Extract the text of all the items below verbatim, leaving out the pictures.

--- BEGIN Records shown ---

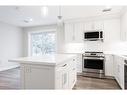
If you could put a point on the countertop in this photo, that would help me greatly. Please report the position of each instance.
(51, 60)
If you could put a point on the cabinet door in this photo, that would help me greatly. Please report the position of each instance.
(37, 77)
(109, 65)
(79, 63)
(69, 33)
(121, 76)
(61, 81)
(116, 68)
(72, 73)
(111, 31)
(78, 31)
(65, 79)
(98, 25)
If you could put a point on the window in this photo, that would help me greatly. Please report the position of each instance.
(43, 43)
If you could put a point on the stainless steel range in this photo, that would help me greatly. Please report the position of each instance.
(93, 64)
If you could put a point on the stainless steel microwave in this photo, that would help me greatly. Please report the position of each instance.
(93, 35)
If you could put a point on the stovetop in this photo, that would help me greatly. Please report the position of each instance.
(93, 54)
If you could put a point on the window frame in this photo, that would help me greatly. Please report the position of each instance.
(37, 32)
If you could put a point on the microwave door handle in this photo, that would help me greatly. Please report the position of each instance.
(93, 58)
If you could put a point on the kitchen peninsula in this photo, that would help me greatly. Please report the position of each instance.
(56, 71)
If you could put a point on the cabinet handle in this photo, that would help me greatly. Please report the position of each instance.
(64, 65)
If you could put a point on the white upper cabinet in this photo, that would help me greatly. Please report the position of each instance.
(73, 32)
(119, 70)
(111, 30)
(109, 67)
(69, 32)
(93, 25)
(124, 27)
(78, 30)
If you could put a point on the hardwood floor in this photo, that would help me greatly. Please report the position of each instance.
(10, 79)
(95, 83)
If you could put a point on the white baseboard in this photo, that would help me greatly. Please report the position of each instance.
(9, 67)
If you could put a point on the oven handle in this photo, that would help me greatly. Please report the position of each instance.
(93, 58)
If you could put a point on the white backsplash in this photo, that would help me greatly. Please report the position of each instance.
(93, 46)
(115, 47)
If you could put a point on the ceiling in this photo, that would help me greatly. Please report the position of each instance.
(16, 15)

--- END Records shown ---

Finished answer:
If you could put a point on the countertop in this photo, that would help me greatly. Please report the position of each instance.
(51, 60)
If you could put a point on the cabinet door in this photo, that would help me greatly. Please report the position of each instance.
(37, 77)
(109, 65)
(79, 63)
(69, 33)
(121, 76)
(61, 81)
(116, 68)
(72, 73)
(111, 31)
(78, 31)
(65, 79)
(98, 25)
If you could put a point on the window in this photo, that would help me greatly. Please report the position of each instance.
(43, 43)
If you could put a point on the stainless steel range in this photo, that would help me greatly. Please report the position of each instance.
(93, 64)
If you could put a point on the stainless steel microwave in this photo, that would help me greatly. Please report the position of each instance.
(93, 35)
If you could put a point on the stovetop in this photo, that would help me greatly. Please report the position of each instance.
(93, 54)
If you could put a point on the window frame in this photo, that would help me greatly. Please report the position of each instance.
(37, 32)
If you could put a point on the microwave door handle in this photo, that would help me greatly. Please report the position of each instance.
(93, 58)
If you could put a point on the kitchen peninsula in this photo, that would help me greatly. Please report the position of each instance.
(56, 71)
If you could put a point on the cabinet handle in this photo, that would help me greatly. Please report the position of each instance.
(64, 65)
If you could put a point on the white upper cabinet in this photo, that would help me greatly. Please report the position of each instance.
(73, 32)
(119, 70)
(111, 30)
(109, 67)
(69, 32)
(93, 25)
(124, 27)
(78, 30)
If you could put a point on the hardwood floor in this photo, that would help me greatly. Please report the position of each instance.
(10, 79)
(95, 83)
If you could put a point on the white baseboard in this photo, that would help me greatly. Please report the position of each instance.
(9, 67)
If you could put a point on the oven handle in this photo, that would help me greatly. Please report the position of each instance.
(93, 58)
If you could put a point on the white backsplash in this photo, that would help me greatly. Please report the position of each instance.
(93, 46)
(115, 47)
If you could put a point on the ceiling in this photo, that would help me greatly. Please report the position of each instance.
(16, 15)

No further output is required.